MATERIAL SHOWN:
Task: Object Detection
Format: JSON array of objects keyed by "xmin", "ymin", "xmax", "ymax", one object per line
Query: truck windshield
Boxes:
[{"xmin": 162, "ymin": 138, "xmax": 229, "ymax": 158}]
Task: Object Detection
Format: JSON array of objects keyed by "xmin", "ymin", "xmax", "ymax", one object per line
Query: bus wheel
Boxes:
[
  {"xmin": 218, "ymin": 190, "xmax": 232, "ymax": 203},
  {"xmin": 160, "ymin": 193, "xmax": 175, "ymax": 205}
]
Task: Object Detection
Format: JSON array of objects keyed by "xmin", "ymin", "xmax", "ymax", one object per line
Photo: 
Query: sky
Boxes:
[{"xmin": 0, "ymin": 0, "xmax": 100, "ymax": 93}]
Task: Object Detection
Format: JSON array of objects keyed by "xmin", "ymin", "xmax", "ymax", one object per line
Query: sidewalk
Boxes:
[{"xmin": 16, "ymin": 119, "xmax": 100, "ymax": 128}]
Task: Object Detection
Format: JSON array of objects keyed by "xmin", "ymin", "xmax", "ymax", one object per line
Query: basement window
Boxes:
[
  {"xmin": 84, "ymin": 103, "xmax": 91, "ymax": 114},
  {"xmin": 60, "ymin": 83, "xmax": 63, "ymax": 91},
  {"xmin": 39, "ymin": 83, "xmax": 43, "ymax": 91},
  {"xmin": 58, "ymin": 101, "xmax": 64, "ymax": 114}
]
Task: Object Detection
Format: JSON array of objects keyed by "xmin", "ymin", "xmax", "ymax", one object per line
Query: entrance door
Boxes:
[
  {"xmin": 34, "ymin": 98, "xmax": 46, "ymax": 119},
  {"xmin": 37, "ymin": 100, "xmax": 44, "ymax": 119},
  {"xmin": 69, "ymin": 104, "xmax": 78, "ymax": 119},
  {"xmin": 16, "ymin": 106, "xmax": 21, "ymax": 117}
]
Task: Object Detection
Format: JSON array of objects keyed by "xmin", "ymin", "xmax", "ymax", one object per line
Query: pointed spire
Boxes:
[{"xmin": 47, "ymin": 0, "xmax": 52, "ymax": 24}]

TASK OBJECTIVE:
How many lines of the rows above contain the string "Query", matching case exactly? Reply with the number only.

WRITTEN SOLUTION:
7